■ Input records:
· · ·

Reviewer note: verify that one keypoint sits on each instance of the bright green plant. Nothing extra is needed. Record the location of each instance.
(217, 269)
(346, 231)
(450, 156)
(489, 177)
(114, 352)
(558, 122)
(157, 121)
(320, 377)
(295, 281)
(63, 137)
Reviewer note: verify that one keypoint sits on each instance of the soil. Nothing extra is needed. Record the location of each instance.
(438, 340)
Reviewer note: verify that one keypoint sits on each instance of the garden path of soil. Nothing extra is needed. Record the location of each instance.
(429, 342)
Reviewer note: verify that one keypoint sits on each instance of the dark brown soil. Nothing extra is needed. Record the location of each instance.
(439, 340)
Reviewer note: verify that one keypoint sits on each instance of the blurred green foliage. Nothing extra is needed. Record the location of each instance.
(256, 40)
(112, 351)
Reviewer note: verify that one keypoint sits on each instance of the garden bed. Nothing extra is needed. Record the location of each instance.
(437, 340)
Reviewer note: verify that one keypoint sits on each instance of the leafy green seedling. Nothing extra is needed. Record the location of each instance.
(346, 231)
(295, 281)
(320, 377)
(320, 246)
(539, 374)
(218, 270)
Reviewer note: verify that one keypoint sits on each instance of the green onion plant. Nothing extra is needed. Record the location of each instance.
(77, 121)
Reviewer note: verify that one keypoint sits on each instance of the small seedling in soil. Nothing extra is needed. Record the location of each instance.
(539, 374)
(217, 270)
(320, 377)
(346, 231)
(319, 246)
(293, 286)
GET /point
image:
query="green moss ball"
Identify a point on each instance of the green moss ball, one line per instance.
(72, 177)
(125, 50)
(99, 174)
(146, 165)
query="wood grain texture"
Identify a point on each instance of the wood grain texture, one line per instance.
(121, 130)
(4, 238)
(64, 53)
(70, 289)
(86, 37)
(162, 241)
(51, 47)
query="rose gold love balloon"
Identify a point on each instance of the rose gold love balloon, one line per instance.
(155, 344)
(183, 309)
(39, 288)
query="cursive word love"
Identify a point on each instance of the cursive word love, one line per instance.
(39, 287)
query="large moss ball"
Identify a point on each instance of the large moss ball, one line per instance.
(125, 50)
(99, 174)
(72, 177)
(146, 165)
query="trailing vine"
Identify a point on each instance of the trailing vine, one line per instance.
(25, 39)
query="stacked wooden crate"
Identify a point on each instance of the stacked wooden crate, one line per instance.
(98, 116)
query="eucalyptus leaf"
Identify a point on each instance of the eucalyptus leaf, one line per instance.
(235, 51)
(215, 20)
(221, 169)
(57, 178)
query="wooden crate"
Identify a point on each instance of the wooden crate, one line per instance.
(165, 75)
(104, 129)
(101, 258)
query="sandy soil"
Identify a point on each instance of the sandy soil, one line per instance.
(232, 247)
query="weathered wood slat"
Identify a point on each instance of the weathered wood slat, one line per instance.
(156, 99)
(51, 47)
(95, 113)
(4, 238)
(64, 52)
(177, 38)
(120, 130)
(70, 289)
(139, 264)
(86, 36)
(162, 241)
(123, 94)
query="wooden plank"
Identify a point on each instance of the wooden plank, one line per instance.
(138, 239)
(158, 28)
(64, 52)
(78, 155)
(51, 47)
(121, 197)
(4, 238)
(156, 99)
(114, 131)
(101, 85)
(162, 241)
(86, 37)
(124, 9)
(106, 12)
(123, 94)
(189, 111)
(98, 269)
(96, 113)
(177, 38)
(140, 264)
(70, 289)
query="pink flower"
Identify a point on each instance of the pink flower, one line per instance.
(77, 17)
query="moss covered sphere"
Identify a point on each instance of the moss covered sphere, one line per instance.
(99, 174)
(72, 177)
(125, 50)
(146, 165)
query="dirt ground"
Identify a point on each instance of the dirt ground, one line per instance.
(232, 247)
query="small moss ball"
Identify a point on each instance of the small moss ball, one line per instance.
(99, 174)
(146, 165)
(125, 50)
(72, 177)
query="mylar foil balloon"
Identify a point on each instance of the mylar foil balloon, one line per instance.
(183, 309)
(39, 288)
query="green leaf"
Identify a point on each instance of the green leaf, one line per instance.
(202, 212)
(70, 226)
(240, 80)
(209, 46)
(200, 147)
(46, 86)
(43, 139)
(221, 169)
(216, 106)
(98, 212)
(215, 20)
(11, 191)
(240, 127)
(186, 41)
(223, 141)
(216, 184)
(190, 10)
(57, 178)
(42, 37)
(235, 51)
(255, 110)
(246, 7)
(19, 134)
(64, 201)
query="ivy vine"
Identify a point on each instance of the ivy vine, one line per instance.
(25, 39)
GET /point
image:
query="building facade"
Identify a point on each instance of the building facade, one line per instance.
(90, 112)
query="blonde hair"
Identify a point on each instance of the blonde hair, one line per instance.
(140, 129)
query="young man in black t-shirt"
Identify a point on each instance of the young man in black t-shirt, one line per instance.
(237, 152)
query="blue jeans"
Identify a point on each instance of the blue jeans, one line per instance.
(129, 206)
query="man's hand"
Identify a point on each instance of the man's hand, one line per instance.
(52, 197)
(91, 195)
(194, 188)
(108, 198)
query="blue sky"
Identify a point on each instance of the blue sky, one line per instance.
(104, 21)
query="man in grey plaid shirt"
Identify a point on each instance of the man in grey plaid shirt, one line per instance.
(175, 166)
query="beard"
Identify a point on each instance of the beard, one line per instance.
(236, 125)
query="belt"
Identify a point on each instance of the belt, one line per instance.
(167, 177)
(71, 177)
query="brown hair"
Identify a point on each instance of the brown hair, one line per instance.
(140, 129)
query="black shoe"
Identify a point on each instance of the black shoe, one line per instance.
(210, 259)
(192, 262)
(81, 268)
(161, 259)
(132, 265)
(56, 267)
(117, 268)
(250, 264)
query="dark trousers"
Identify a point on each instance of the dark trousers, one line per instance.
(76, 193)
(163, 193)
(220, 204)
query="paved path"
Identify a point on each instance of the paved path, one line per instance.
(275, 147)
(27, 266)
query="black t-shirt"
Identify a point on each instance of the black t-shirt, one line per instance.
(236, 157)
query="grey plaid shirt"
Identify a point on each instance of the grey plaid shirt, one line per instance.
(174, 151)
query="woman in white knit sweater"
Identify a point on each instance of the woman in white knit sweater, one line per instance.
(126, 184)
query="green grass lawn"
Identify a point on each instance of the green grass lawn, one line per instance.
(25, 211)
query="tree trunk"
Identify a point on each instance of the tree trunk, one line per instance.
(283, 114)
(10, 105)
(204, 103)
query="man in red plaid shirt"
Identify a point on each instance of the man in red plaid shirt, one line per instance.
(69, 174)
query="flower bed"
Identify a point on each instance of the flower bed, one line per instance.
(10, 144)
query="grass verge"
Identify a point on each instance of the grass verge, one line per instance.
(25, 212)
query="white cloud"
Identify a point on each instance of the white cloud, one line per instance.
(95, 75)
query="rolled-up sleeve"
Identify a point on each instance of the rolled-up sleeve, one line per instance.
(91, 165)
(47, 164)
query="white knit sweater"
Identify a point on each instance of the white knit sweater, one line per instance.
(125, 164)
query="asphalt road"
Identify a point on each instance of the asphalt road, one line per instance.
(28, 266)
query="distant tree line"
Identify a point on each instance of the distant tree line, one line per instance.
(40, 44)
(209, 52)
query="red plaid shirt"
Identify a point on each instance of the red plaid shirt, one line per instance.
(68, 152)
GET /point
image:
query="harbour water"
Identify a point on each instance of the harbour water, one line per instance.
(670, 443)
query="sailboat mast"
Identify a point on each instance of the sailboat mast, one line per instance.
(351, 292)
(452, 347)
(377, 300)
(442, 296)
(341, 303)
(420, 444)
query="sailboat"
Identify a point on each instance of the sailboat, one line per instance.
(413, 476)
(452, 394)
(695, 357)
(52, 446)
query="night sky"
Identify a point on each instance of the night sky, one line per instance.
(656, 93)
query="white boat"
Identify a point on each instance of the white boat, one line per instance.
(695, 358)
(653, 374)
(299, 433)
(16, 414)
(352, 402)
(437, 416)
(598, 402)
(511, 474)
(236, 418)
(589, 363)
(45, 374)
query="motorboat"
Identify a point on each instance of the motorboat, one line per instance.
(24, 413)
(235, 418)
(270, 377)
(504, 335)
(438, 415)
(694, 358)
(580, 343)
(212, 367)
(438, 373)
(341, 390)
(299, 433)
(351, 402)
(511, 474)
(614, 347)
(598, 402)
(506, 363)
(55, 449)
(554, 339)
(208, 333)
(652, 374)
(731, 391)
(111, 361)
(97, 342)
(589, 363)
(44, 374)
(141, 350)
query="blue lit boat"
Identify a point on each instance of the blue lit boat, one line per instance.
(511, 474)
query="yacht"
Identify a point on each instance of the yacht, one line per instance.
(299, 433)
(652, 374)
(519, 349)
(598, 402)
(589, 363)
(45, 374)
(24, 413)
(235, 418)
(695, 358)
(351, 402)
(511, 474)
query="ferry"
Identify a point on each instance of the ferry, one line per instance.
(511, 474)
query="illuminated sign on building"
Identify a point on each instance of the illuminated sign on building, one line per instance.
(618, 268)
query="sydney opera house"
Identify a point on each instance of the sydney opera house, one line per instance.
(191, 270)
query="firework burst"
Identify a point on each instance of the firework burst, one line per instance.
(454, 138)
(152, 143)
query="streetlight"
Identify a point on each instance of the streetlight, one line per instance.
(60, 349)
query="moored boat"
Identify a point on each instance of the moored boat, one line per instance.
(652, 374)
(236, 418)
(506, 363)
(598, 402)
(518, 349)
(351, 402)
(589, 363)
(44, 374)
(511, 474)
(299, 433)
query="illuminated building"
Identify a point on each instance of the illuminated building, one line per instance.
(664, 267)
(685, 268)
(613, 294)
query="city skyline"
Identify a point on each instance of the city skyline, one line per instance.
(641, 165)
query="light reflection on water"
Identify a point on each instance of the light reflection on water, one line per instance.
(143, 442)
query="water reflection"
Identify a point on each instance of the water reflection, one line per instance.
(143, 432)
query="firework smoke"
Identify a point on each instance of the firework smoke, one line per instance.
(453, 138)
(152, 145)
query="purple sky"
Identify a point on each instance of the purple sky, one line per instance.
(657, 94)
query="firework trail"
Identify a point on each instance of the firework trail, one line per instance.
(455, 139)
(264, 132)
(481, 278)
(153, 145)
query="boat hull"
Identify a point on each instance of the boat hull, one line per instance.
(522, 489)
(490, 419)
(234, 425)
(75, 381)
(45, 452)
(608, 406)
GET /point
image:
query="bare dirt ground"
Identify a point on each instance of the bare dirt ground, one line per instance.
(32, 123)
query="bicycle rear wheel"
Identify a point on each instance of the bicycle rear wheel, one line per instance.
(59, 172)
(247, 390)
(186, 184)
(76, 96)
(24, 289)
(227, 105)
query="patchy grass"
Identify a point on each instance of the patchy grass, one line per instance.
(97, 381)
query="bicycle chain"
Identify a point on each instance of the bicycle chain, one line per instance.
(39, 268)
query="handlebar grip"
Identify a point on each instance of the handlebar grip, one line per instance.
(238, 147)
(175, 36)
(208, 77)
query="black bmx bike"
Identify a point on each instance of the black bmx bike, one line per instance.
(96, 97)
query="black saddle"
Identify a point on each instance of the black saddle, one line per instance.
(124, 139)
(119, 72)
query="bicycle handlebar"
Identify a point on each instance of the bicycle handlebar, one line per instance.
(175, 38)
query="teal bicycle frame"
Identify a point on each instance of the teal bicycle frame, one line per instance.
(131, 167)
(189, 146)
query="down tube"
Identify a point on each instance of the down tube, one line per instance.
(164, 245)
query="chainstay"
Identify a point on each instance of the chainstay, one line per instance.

· · ·

■ Objective: Locate every line of the items above that contains the word "mast" and copy each one.

■ Written solution:
query="sailboat mast"
Identify a point on each instance of the sailboat mast, one line per instance.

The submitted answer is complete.